On 12/8/20 11:34 AM, Jason Gunthorpe wrote:
On Tue, Dec 08, 2020 at 05:28:59PM +0000, Joao Martins wrote:
Rather than decrementing the ref count one by one, we
walk the page array and checking which belong to the same
compound_head. Later on we decrement the calculated amount
of references in a single write to the head page.
Signed-off-by: Joao Martins <joao.m.martins@xxxxxxxxxx>
mm/gup.c | 41 ++++++++++++++++++++++++++++++++---------
1 file changed, 32 insertions(+), 9 deletions(-)
diff --git a/mm/gup.c b/mm/gup.c
index 194e6981eb03..3a9a7229f418 100644
+++ b/mm/gup.c
@@ -212,6 +212,18 @@ static bool __unpin_devmap_managed_user_page(struct page *page)
}
#endif /* CONFIG_DEV_PAGEMAP_OPS */
+static int record_refs(struct page **pages, int npages)
+{
+ struct page *head = compound_head(pages[0]);
+ int refs = 1, index;
+
+ for (index = 1; index < npages; index++, refs++)
+ if (compound_head(pages[index]) != head)
+ break;
+
+ return refs;
+}
+
/**
* unpin_user_page() - release a dma-pinned page
* @page: pointer to page to be released
@@ -221,9 +233,9 @@ static bool __unpin_devmap_managed_user_page(struct page *page)
* that such pages can be separately tracked and uniquely handled. In
* particular, interactions with RDMA and filesystems need special handling.
*/
-void unpin_user_page(struct page *page)
────────────────────────────────────────
Prompt 1:
In the listing, turn the lines starting at the one containing "mark every shallow" and ending at the listing's last line into a numbered list, leaving out any blank lines.
The patch discussion and the listing that comes next have no connection to each other.
────────────────────────────────────────
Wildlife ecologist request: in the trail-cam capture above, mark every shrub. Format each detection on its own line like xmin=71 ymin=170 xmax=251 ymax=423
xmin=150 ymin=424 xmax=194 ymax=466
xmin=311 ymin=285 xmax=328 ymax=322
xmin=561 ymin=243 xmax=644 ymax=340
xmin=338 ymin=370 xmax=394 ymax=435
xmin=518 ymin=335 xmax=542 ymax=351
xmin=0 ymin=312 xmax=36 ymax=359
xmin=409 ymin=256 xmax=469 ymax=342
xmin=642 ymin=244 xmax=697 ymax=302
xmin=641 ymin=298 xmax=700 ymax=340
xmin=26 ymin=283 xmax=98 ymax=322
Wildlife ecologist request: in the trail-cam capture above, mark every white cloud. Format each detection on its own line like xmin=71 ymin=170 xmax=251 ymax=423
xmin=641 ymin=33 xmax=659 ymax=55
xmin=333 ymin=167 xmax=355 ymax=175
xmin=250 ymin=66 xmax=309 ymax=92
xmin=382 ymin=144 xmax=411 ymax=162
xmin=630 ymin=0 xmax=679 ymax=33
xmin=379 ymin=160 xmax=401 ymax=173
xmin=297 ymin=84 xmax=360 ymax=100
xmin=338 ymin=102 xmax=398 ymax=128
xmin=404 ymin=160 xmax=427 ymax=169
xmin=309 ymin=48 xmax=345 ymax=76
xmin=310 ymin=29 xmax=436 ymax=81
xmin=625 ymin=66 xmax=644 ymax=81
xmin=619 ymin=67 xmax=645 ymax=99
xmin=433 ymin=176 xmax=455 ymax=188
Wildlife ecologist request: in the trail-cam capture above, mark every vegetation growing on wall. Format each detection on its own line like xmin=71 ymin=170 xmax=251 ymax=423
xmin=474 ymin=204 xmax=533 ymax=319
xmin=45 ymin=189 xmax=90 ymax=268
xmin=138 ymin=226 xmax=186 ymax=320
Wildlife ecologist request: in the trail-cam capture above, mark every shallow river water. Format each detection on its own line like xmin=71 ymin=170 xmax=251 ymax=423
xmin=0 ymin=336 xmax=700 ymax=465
────────────────────────────────────────
Prompt 2:
How many insertions and deletions in mm/gup.c does the patch discussion report?

Right answer 1:
1. Wildlife ecologist request: in the trail-cam capture above, mark every shallow river water. Format each detection on its own line like xmin=71 ymin=170 xmax=251 ymax=423
2. xmin=0 ymin=336 xmax=700 ymax=465

Right answer 2:
32 insertions and 9 deletions.